26 Ocak 2010 Salı

ALEKSANDR PUŞKİN’İN ERZURUM YOLCULUĞU

       
Kendi çapımda iyi bir kitap okuyucusu olduğumu söyleyebilirim. Okuduğum kitapları dar bir çevrede bir elin parmaklarını geçmeyecek kadar arkadaşın, dostun dışındakilerle paylaşamamanın sıkıntısını uzun yıllardır yaşıyordum. Bu sancıları dindirmenin bir çaresi olarak okuduklarımı daha fazla kişiyle ve düzenli olarak paylaşma duygusunun sonucunda iki yıldır kitap tanıtım yazıları, kitap değerlendirmesi daha doğrusu kitap özeti denilebilecek yazılar yazmaya başladım. Uzun yıllar sonra “kitap eleştirmeni” olmayı kendime hedef kıldım. Bir kitabın ana fikrini, omurgasını hatta tabiri caizse kaymağını okuyana sunmaya çalışıyorum. Kitapların arka kapağındaki tanıtım yazısı olarak tasarlanan yazıları eserin içerisinden çıkaran yayınevinin editörlerine, eserleri özümseyip sunuş yazan kalemlere gıpta etmişimdir. Bazen de bu yazı bundan daha iyi nasıl anlatılabilir, nasıl tanıtılabilir deyip teslim olduğum anlar olabiliyor.

İşte tanıtmaya çalışacağım bu eserde[1] böyle bir durum olduğunu itiraf edebilirim. Ne yalan söyleyeyim bu kitabın çevirmeni, şair Ataol Behramoğlu’nun yazmış olduğu “Önsöz” ile Dr. Candan Badem’in yazmış olduğu sunuş bölümünden oldukça etkilendiğimi belirtebilirim.

▶ _Görev Koşulları_:
(1) Verilen metinde “Kendi çapımda iyi bir kitap okuyucusu” sözleriyle başlayan paragrafı, temel bilgilerini koruyarak daha kısa biçimde yeniden yazın.
(2) Aşağıdaki ifadelerin verilen metinle uyuşup uyuşmadığını evet ya da hayır diyerek belirtin ve her yanıtı metindeki belirleyici sözleri aynen alıntılayarak destekleyin: (a) Kitabın çevirmeni şair Ataol Behramoğlu’dur. (b) Metni yazan kişi beş yıldır kitap tanıtım yazıları yazmaktadır. (c) Kitabın sunuş bölümünü Ataol Behramoğlu yazmıştır.
(3) Puşkin’in Erzurum yolculuğunu konu alan verilen metni kaldığı yerden devam ettirin.
Aşağıdaki satırların verilen metinle hiçbir ilgisi yoktur.

▶ _Verilen Satırlar_:
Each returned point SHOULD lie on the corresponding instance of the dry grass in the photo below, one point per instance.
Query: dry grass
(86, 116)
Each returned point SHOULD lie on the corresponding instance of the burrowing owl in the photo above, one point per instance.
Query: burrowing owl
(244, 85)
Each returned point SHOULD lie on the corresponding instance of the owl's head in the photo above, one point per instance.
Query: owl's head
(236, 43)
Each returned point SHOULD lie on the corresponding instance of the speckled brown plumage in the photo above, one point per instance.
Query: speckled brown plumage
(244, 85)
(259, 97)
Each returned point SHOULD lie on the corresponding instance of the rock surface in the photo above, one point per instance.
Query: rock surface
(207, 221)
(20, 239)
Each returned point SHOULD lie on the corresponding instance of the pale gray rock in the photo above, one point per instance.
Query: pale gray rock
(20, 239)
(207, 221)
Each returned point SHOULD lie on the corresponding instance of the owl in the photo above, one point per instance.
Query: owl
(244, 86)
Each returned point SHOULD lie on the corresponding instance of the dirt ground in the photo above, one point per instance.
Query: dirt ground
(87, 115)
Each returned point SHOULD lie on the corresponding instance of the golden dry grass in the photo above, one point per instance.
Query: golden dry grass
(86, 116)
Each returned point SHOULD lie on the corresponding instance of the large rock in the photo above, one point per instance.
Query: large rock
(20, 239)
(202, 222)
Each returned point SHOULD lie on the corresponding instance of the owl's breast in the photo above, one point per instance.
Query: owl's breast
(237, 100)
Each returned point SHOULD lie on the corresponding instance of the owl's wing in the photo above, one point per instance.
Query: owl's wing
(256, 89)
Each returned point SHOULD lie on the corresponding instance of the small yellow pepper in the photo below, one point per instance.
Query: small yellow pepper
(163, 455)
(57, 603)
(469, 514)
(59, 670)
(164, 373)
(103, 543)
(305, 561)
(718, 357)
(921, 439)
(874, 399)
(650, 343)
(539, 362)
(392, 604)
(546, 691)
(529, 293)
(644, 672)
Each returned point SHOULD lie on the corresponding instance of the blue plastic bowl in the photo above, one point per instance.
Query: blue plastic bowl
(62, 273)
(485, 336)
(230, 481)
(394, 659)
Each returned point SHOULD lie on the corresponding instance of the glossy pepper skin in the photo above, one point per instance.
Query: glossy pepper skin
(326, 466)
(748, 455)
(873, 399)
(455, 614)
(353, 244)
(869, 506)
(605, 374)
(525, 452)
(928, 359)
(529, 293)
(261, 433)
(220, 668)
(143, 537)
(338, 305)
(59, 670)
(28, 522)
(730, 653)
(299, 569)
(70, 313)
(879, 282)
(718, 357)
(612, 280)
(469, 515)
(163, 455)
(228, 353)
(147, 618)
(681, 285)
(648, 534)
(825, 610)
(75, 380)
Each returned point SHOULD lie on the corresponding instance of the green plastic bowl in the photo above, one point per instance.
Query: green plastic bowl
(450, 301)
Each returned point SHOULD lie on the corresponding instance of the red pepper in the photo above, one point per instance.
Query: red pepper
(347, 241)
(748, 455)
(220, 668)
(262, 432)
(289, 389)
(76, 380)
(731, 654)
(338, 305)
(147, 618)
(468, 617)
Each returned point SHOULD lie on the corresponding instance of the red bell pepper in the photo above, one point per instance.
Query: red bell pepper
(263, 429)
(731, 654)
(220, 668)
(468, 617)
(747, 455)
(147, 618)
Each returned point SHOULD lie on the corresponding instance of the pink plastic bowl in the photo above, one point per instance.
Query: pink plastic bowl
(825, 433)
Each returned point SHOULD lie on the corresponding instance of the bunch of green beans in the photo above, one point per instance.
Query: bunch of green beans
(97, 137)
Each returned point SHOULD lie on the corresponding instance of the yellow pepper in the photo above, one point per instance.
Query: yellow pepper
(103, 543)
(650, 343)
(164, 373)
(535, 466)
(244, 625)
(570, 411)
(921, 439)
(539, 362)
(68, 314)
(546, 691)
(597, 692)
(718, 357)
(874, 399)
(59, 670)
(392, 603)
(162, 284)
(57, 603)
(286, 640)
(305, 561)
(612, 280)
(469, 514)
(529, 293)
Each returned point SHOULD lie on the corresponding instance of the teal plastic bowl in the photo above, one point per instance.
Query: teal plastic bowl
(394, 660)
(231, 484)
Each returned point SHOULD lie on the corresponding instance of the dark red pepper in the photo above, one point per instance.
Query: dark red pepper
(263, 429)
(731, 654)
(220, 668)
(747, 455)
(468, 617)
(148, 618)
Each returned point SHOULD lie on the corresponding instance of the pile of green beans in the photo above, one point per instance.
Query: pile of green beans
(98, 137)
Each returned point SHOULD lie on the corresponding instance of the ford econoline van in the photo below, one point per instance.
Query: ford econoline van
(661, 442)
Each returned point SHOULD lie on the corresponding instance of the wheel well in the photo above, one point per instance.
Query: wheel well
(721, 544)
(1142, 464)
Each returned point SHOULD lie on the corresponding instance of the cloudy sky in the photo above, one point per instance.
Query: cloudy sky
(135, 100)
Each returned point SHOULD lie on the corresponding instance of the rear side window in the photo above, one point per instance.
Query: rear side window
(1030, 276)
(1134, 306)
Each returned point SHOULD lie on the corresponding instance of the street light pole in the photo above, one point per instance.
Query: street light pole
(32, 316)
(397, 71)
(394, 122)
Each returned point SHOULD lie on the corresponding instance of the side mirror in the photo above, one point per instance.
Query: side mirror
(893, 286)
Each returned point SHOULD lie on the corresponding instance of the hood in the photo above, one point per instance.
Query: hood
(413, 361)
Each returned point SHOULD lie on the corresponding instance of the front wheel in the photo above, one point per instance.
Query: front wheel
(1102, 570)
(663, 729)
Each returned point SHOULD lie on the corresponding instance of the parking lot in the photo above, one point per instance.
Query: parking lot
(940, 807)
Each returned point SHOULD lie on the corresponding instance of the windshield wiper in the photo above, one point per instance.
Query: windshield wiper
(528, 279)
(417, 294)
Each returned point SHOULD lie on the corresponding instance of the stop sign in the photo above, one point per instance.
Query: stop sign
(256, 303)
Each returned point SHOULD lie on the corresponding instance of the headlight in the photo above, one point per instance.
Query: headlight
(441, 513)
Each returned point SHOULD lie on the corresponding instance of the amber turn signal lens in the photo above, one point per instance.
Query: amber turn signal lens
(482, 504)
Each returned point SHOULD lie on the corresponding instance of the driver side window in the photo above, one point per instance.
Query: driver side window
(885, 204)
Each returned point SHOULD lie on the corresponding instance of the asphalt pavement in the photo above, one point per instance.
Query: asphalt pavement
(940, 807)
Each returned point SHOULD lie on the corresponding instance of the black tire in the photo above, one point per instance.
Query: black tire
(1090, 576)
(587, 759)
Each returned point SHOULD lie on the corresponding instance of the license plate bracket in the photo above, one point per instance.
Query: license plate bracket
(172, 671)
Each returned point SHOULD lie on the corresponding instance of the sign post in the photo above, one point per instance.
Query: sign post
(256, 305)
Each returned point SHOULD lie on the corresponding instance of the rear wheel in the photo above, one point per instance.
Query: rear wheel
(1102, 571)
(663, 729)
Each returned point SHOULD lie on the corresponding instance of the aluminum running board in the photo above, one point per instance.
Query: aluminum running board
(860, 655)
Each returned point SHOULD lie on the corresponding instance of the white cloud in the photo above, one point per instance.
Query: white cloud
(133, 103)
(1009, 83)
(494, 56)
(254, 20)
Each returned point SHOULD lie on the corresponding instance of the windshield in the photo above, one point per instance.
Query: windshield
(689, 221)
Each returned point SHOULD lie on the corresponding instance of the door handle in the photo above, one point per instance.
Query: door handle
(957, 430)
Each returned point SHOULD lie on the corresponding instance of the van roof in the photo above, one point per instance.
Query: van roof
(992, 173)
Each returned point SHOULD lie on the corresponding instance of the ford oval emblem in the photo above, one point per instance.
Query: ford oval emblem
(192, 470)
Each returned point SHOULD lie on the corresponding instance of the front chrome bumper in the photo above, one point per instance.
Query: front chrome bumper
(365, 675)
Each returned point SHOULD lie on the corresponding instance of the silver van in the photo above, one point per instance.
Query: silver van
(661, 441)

▶ _Cevap Listesi_:
(1) Kendimi iyi bir kitap okuyucusu sayıyorum. Okuduklarımı yıllarca yalnızca birkaç yakın arkadaşla paylaşabildim. Bu sıkıntıyı gidermek için iki yıldır kitap tanıtım ve özet yazıları yazıyorum. Hedefim kitap eleştirmeni olmak. Bir kitabın ana fikrini ve özünü okura sunmaya çalışıyorum. Arka kapak yazılarını hazırlayan editörlere ve sunuş yazan kalemlere gıpta ediyorum. Bazen de bir yazının daha iyi anlatılamayacağını düşünüp teslim oluyorum.

(2)
(a) Evet: “bu kitabın çevirmeni, şair Ataol Behramoğlu”
(b) Hayır: “iki yıldır kitap tanıtım yazıları”
(c) Hayır: “Dr. Candan Badem’in yazmış olduğu sunuş bölümünden”

(3)
Birçok edebiyat eleştirmenine göre; İngilizlerin Shakespeare’ı ve İtalyanların Dante’si neyse Rusların Puşkin’i odur. Rus edebiyatının aynı zamanda kurucusu olarak görülür. Puşkin, 38 yaşında çok genç sayılabilecek bir yaşta vefat etmesine rağmen bu kısa ömrüne birçok kallavi eseri sığdırmayı başarır.

        Rus Devletinin zirveye çıktığı zamanlar ile Osmanlı Devletinin gerilemeye, çökmeye başladığı dönemler çakışır. Bu iki komşu devletin toplam 9 büyük savaş yaptığını tarih açık bir şekilde bize söyler. Milletler mücadelesinin tüm acımasızlığıyla devam ettiği İlber Ortaylı’nın deyimiyle “İmparatorluğun en uzun yüzyılı”nda Rusya ile Osmanlı Devleti arasında 1828–1829 yılları arasında yapılan ikinci büyük savaşta Puşkin, az bilenen diyarları görmek, bir tanık olmak gayesiyle bir sivil olarak orduya katılır.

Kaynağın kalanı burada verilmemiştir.